EXERCISE GOAL => Rewrite the part of the listing that opens with the line containing "An instance of the shelf" and runs through the end of the listing, keeping the requests as they are and multiplying every coordinate and viewBox dimension in the answers by 2, rounded to whole numbers with halves rounded up. Give only that part.

RECORDED DATA =>
START

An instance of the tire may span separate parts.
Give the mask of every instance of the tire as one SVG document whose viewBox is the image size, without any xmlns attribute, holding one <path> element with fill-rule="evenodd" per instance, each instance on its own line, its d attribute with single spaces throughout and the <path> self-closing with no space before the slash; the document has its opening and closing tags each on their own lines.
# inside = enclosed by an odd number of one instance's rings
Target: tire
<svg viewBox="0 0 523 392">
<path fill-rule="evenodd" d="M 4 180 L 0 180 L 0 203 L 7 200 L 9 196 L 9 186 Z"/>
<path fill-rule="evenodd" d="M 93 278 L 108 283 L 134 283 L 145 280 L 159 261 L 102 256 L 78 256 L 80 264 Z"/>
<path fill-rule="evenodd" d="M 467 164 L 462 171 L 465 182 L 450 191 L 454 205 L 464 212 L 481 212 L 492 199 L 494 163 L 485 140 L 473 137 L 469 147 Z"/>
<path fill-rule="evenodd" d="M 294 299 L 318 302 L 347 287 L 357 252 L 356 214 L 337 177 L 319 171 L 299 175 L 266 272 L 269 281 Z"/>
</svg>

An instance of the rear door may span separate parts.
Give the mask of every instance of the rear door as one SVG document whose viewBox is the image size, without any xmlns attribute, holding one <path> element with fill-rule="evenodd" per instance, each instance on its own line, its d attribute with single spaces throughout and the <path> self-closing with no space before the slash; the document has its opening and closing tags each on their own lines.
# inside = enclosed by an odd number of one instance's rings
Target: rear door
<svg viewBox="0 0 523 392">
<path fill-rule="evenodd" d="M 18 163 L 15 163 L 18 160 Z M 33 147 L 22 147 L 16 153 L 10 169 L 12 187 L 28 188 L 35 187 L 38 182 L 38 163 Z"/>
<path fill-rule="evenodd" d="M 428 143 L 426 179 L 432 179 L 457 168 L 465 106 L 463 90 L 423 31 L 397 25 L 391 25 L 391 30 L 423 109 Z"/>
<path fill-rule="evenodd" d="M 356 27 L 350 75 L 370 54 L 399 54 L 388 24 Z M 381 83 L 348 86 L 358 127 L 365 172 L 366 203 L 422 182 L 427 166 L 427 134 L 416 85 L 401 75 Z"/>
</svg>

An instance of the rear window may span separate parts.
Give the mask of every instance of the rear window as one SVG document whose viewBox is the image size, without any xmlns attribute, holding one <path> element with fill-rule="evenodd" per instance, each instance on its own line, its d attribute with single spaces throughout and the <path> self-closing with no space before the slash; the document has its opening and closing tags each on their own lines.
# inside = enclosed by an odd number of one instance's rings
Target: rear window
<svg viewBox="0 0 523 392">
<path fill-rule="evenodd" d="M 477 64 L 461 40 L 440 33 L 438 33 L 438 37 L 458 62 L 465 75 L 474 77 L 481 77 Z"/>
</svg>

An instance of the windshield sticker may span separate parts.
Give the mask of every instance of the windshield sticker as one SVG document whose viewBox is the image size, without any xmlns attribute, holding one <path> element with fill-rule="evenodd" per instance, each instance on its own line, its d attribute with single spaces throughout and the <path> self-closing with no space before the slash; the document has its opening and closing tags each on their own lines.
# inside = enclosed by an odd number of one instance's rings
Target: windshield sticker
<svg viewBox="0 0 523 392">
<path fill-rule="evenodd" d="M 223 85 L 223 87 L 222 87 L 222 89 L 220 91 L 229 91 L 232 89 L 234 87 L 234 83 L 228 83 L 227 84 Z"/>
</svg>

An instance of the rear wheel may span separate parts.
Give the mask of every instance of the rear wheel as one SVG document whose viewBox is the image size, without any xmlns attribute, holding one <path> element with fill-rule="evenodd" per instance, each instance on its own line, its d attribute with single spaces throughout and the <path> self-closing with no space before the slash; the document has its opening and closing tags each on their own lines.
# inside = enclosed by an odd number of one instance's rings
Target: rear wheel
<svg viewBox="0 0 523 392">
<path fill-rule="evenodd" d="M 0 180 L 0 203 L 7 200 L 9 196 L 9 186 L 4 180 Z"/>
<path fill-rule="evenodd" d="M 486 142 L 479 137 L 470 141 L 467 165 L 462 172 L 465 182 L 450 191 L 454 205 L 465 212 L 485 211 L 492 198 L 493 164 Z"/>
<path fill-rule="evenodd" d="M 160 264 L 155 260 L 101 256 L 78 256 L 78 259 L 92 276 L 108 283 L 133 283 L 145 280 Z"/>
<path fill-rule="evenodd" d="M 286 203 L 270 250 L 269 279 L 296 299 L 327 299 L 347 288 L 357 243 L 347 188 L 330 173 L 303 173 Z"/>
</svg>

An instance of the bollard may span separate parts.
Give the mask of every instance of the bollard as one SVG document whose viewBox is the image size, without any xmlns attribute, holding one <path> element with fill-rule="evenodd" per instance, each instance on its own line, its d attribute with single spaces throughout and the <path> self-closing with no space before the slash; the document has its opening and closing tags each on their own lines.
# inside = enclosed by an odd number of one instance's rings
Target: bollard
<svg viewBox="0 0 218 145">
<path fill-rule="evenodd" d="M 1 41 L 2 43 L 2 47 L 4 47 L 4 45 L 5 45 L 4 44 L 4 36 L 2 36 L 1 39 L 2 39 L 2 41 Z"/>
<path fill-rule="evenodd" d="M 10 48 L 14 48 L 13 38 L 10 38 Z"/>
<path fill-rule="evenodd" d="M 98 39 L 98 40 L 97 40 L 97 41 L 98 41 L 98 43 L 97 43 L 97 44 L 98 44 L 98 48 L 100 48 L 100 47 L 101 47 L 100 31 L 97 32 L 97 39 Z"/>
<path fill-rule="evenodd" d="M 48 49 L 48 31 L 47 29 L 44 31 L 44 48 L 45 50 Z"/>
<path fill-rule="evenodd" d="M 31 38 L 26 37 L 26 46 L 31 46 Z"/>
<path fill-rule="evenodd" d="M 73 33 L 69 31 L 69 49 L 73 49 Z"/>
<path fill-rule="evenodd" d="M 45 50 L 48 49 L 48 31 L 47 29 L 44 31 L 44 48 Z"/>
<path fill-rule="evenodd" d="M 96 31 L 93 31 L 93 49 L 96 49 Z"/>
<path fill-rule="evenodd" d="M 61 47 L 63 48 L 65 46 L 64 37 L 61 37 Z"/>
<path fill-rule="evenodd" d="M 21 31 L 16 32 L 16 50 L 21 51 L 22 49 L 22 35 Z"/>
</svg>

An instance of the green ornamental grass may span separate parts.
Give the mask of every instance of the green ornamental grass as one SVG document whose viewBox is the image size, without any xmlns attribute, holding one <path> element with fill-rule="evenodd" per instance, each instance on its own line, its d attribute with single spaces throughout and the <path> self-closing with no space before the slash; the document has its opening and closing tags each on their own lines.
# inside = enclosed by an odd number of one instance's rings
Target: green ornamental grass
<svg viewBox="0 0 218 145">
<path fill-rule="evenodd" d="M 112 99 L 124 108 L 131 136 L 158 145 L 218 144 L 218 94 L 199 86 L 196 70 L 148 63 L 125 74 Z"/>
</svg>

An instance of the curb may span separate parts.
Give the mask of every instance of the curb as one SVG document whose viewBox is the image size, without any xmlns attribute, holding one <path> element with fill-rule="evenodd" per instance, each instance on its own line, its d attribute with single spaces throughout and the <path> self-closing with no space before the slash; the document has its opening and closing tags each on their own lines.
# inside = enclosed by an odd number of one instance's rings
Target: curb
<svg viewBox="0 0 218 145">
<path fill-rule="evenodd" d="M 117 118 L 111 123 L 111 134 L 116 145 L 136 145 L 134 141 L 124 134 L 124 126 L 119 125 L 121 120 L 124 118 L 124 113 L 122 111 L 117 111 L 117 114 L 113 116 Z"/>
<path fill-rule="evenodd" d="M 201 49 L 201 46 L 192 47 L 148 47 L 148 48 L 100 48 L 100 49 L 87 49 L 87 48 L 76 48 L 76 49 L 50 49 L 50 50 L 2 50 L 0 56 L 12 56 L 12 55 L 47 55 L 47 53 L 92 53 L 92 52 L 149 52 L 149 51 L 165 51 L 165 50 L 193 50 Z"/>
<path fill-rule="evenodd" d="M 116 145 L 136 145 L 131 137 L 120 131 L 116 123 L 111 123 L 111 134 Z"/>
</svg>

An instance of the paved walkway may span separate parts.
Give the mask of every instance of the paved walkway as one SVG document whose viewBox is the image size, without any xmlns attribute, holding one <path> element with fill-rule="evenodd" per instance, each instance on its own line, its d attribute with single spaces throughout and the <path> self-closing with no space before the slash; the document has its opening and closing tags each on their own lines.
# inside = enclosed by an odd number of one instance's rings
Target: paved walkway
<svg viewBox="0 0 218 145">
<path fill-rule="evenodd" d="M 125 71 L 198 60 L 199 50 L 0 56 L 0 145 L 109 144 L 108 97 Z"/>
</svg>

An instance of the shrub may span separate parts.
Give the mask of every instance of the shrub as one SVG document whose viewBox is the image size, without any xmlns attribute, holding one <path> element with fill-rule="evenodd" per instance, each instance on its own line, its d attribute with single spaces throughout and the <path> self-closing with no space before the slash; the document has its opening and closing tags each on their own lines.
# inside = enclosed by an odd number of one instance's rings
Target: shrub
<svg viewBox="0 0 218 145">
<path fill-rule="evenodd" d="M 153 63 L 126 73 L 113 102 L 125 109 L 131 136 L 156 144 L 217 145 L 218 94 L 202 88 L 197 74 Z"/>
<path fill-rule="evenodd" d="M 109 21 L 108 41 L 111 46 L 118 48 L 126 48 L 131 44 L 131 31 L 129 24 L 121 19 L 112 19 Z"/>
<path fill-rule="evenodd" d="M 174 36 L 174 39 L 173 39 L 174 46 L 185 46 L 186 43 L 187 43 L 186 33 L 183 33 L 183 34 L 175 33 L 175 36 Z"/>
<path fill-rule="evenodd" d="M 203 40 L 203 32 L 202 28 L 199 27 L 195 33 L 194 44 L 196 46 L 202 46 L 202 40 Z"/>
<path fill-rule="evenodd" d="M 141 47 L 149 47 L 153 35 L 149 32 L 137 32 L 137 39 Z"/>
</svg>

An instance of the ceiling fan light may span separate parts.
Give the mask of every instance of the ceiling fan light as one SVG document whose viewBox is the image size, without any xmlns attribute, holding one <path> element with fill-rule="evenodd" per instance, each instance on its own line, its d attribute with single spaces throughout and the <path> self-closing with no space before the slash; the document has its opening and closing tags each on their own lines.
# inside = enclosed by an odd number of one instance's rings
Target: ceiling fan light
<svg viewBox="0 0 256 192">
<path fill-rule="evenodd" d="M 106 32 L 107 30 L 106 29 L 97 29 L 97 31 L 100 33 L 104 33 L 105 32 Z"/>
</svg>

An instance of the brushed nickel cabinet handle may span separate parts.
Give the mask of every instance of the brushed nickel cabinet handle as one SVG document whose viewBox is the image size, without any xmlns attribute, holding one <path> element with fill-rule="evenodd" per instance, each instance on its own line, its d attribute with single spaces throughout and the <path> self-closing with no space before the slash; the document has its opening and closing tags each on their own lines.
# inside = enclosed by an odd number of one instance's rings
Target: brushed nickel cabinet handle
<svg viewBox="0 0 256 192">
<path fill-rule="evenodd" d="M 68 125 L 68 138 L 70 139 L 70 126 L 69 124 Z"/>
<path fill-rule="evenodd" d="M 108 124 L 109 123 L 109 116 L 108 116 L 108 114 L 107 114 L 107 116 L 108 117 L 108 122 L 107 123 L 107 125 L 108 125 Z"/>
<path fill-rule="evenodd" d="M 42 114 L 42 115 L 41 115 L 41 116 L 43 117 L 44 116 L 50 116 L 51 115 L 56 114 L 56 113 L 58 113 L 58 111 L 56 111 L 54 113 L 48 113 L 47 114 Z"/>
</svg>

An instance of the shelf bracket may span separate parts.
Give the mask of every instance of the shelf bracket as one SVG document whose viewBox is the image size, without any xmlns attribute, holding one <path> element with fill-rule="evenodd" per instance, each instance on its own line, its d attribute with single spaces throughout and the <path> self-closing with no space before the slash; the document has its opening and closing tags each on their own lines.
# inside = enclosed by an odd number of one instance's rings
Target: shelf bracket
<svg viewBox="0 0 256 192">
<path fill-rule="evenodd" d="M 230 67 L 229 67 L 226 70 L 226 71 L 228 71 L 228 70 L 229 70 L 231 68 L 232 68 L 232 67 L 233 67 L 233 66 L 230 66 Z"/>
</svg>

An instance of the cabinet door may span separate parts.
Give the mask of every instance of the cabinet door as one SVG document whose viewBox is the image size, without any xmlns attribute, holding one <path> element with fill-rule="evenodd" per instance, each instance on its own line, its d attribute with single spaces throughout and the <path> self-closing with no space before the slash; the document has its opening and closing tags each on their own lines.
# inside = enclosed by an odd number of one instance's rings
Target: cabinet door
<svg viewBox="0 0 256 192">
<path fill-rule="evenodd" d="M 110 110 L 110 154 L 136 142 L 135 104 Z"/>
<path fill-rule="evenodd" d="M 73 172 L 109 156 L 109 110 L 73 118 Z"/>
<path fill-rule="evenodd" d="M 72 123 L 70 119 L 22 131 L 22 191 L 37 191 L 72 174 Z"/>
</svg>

END

EXPECTED ANSWER =>
An instance of the shelf bracket may span separate parts.
Give the mask of every instance of the shelf bracket as one SVG document whose viewBox is the image size, without any xmlns attribute, holding one <path> element with fill-rule="evenodd" per instance, each instance on its own line, its d attribute with single spaces throughout and the <path> self-closing with no space before the slash; the document has its opening and closing tags each on their own lines.
# inside = enclosed by an odd number of one instance's rings
Target: shelf bracket
<svg viewBox="0 0 512 384">
<path fill-rule="evenodd" d="M 460 134 L 458 134 L 452 140 L 452 142 L 456 142 L 456 140 L 458 140 L 462 136 L 464 136 L 464 134 L 466 134 L 466 132 L 460 132 Z"/>
</svg>

An instance of the cabinet door may span separate parts.
Give the mask of every instance of the cabinet door as one SVG document whose viewBox is the image size, without any xmlns attribute, holding one <path> element with fill-rule="evenodd" per instance, each instance on its own line, its d attribute with single spaces throughout and the <path> self-closing with no space before the slash; the document has its opening and closing tags each on their own lines.
# inside = enclosed by an odd number of one instance's rings
Target: cabinet door
<svg viewBox="0 0 512 384">
<path fill-rule="evenodd" d="M 220 220 L 220 308 L 272 284 L 270 208 Z"/>
<path fill-rule="evenodd" d="M 146 344 L 218 312 L 218 220 L 146 236 Z"/>
<path fill-rule="evenodd" d="M 144 246 L 140 238 L 44 262 L 44 382 L 74 382 L 144 348 Z"/>
</svg>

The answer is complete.